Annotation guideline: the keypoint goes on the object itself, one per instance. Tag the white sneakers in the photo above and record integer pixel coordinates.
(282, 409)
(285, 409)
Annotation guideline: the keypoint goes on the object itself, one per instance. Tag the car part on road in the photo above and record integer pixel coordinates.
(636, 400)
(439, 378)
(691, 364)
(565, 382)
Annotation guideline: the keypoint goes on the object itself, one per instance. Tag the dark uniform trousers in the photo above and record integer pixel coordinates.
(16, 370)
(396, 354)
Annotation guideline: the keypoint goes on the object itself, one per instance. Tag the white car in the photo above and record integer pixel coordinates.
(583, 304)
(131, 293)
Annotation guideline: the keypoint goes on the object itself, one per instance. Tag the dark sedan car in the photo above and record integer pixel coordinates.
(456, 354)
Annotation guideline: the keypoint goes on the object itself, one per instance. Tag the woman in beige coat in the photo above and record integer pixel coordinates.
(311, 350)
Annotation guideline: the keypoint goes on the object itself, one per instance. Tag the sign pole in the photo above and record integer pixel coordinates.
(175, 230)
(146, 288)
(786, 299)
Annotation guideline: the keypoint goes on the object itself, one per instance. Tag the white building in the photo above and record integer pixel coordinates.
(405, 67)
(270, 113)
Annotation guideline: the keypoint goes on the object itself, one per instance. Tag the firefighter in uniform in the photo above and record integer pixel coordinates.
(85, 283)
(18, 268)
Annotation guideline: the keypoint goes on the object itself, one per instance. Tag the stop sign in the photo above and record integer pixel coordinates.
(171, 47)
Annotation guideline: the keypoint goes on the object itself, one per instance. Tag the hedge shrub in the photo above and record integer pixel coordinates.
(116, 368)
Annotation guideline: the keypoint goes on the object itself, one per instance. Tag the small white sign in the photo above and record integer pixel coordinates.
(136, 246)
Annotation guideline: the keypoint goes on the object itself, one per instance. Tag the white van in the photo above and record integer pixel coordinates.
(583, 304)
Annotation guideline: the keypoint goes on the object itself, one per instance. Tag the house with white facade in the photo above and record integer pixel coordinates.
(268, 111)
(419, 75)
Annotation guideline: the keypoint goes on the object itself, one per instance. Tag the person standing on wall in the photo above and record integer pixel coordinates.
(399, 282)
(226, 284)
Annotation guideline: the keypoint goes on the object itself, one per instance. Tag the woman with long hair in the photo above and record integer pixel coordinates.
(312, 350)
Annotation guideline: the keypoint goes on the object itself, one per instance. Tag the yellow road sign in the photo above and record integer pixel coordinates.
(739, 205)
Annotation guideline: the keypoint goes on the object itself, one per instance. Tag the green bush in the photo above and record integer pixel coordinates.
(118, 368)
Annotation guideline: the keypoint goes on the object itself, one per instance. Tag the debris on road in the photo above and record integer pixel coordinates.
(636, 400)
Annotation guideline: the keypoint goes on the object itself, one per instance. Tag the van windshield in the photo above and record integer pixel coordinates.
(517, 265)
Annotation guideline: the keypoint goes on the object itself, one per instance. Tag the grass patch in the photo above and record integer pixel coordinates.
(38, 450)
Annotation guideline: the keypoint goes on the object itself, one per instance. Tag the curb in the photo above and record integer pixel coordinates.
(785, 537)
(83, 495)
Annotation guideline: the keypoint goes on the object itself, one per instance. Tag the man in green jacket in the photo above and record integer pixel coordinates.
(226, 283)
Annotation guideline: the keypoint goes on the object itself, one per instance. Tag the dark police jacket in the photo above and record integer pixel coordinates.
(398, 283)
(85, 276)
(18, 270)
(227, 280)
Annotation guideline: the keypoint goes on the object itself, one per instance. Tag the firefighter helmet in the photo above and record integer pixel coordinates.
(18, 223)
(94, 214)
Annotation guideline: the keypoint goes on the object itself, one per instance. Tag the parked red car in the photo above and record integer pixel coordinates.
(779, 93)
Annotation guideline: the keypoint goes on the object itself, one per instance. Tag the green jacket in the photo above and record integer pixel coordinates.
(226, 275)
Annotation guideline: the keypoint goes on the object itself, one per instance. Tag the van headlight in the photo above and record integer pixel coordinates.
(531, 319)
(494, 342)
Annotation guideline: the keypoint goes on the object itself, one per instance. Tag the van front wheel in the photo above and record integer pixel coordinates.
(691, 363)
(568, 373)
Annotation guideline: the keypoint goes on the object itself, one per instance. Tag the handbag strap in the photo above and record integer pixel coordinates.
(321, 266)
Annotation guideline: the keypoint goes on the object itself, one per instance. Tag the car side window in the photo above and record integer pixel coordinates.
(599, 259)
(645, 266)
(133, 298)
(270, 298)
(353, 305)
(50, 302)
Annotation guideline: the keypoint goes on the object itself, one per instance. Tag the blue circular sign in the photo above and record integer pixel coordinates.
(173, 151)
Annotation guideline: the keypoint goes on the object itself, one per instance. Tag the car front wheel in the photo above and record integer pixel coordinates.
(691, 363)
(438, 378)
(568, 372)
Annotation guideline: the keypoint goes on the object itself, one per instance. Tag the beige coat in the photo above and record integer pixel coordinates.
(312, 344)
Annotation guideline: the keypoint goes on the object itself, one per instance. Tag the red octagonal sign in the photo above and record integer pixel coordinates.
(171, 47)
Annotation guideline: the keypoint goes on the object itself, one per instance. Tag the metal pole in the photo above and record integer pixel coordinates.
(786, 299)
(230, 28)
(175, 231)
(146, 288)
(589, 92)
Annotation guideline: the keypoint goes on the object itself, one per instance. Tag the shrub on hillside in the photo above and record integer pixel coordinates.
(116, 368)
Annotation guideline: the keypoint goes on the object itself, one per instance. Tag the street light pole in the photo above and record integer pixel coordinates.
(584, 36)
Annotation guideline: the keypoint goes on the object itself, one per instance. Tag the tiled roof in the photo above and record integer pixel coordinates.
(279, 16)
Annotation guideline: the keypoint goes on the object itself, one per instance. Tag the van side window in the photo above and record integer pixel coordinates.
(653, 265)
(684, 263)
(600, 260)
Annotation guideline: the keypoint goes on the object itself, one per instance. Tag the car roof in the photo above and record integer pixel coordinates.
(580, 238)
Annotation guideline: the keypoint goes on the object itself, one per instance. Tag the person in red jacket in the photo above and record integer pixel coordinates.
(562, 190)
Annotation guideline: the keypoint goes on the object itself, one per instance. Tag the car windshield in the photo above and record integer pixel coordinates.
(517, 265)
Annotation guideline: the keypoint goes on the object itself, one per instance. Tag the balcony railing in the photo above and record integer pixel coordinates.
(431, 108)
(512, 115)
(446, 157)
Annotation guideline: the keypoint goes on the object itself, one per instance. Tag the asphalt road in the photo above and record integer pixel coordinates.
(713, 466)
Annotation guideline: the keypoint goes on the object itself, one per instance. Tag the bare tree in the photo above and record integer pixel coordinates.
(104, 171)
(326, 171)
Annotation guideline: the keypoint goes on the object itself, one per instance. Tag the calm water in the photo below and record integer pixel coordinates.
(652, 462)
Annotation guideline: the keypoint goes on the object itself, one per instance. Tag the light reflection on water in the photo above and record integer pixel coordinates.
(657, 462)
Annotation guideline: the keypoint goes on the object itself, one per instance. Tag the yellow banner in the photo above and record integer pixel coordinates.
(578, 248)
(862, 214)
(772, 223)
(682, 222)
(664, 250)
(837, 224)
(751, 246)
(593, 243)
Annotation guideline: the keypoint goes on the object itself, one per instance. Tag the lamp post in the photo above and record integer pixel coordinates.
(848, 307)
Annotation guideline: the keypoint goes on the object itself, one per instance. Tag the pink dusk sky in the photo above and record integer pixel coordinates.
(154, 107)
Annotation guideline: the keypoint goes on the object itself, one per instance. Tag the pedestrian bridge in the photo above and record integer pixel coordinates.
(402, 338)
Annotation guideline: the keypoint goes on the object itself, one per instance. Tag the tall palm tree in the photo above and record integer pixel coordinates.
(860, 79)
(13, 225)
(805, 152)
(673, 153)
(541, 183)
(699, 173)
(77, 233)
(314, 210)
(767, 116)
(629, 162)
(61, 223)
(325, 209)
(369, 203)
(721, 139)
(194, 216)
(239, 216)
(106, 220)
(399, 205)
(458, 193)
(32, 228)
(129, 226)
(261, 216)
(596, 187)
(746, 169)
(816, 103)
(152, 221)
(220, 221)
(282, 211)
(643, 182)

---

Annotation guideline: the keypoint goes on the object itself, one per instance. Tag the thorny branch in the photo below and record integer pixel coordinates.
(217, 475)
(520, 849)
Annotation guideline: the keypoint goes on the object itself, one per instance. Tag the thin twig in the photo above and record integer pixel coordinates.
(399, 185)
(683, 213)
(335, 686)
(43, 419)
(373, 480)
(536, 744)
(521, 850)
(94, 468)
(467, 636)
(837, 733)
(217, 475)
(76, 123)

What to do:
Which lines in the two blocks above contain the word "road"? Pick out each one and copy it in full, treating uppercase and lowercase as different.

Finished exercise:
Annotation guideline: the keypoint goes on the object itself, one per instance. Tag the car part on road in the photo above and record integer pixel coordinates.
Annotation guideline: the keypoint goes on the object itself, one per instance. Tag the yellow road sign in the photo above and record integer pixel coordinates.
Annotation guideline: the keypoint goes on the object itself, one per instance. Tag the debris on road in the photo above and record integer pixel coordinates.
Annotation guideline: the keypoint goes on the object itself, one per instance. Tag the asphalt road in the photo above and record integer pixel coordinates.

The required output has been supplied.